» WHAT YOU HAVE TO DO
Quote every row below verbatim, line by line, without changing anything.

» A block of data
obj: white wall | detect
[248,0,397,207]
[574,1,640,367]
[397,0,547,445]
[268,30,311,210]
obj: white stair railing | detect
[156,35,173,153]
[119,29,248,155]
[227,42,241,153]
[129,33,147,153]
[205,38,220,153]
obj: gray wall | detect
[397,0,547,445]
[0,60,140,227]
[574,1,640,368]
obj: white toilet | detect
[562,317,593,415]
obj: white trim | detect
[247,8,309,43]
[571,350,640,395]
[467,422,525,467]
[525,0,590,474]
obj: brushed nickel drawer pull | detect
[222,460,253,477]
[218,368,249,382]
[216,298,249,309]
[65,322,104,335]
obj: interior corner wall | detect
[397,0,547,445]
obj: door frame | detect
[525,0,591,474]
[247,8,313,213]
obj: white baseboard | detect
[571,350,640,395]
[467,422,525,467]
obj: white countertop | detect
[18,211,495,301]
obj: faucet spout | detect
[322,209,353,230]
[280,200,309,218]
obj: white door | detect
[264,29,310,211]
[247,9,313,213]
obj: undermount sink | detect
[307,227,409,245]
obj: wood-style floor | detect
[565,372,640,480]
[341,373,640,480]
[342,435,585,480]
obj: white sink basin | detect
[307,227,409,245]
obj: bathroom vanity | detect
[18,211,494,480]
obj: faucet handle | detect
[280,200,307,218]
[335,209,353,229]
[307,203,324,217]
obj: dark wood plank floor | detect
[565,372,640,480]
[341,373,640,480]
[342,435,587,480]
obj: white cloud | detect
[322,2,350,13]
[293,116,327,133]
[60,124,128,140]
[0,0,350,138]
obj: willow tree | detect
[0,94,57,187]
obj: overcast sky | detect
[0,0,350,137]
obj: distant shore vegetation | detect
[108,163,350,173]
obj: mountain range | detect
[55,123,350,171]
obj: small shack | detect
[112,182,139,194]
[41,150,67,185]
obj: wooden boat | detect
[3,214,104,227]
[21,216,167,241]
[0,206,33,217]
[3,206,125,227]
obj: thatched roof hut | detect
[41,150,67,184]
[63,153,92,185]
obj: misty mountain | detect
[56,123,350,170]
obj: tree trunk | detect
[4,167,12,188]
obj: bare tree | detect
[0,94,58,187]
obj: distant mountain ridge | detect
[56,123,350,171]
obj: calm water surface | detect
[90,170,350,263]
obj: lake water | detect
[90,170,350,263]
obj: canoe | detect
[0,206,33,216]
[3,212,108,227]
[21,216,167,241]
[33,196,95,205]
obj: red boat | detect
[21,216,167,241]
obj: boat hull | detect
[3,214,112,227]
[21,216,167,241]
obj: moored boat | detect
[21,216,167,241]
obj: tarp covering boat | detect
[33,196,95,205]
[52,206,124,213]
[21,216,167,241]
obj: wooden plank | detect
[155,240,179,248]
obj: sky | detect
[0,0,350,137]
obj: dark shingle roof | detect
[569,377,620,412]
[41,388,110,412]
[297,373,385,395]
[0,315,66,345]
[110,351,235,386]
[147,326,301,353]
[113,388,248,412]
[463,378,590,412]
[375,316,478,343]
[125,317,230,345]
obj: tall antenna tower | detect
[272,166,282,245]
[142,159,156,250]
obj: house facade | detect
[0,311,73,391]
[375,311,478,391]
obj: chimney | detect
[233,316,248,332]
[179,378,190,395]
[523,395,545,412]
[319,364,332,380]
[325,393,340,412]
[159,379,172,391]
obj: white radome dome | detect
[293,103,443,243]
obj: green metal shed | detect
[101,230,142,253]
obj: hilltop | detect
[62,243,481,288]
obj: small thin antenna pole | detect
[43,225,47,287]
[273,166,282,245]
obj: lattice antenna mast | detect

» RESPONSE BELOW
obj: white wall | detect
[248,0,397,207]
[574,1,640,367]
[397,0,547,445]
[268,30,311,210]
obj: white stair railing | detect
[156,35,173,153]
[119,29,248,155]
[227,42,241,153]
[129,33,147,153]
[205,38,220,153]
obj: gray wall | detect
[397,0,547,445]
[0,60,140,227]
[574,1,640,368]
obj: white toilet | detect
[562,317,593,415]
obj: white trim | detect
[247,8,309,43]
[571,350,640,395]
[467,422,525,467]
[525,0,590,474]
obj: brushed nickel drawer pull | detect
[222,460,253,477]
[218,368,249,382]
[216,298,249,309]
[65,322,104,335]
obj: interior corner wall | detect
[397,0,547,445]
obj: door frame | detect
[525,0,591,474]
[247,8,313,213]
obj: white baseboard | detect
[571,350,640,395]
[467,422,525,467]
obj: white countertop | detect
[18,211,495,301]
obj: faucet spout | detect
[322,209,353,230]
[280,200,309,218]
obj: white door | detect
[264,29,310,211]
[247,9,313,213]
obj: undermount sink | detect
[307,227,409,245]
obj: wood-style floor | detect
[565,372,640,480]
[341,373,640,480]
[342,435,585,480]
obj: white sink basin | detect
[307,227,409,245]
obj: bathroom vanity | detect
[18,211,494,480]
obj: faucet handle | detect
[280,200,307,218]
[335,209,353,229]
[307,203,324,217]
obj: dark wood plank floor | detect
[565,372,640,480]
[341,373,640,480]
[342,435,587,480]
obj: white cloud | detect
[322,2,350,13]
[293,116,327,133]
[60,124,128,140]
[0,0,350,138]
obj: willow tree | detect
[0,94,57,187]
obj: overcast sky | detect
[0,0,350,137]
obj: distant shore vegetation | detect
[108,163,350,173]
obj: mountain range | detect
[55,123,350,171]
obj: small shack | detect
[112,182,139,194]
[41,150,67,185]
obj: wooden boat | detect
[3,214,104,227]
[21,216,167,241]
[0,206,33,217]
[3,206,125,227]
obj: thatched roof hut | detect
[41,150,67,184]
[63,153,92,185]
obj: misty mountain | detect
[56,123,350,170]
obj: tree trunk | detect
[4,167,12,188]
obj: bare tree | detect
[0,94,58,187]
obj: distant mountain ridge | detect
[56,123,350,171]
obj: calm water surface | detect
[90,170,350,263]
obj: lake water | detect
[90,170,350,263]
obj: canoe | detect
[0,206,33,216]
[3,212,108,227]
[21,216,167,241]
[33,196,95,205]
obj: red boat | detect
[21,216,167,241]
obj: boat hull | detect
[3,214,112,227]
[21,216,167,241]
obj: moored boat | detect
[21,216,167,241]
obj: tarp covering boat | detect
[33,196,95,205]
[52,206,124,213]
[21,216,167,241]
obj: wooden plank | detect
[155,240,179,248]
obj: sky | detect
[0,0,350,137]
obj: dark shingle roof | detect
[569,377,620,412]
[41,388,110,412]
[297,373,385,395]
[0,315,66,345]
[110,351,235,386]
[147,326,301,353]
[113,388,248,412]
[463,378,590,412]
[375,316,478,343]
[125,317,230,345]
obj: tall antenna tower | detect
[272,166,282,245]
[142,159,156,250]
obj: house facade | detect
[0,311,73,391]
[375,311,478,391]
obj: chimney | detect
[233,316,248,332]
[179,378,190,395]
[523,395,545,412]
[319,364,332,380]
[325,393,340,412]
[159,379,172,391]
obj: white radome dome | detect
[293,103,443,243]
obj: green metal shed | detect
[101,230,142,253]
obj: hilltop | detect
[62,243,481,288]
obj: small thin antenna pole | detect
[43,225,47,287]
[273,166,282,245]
obj: lattice antenna mast | detect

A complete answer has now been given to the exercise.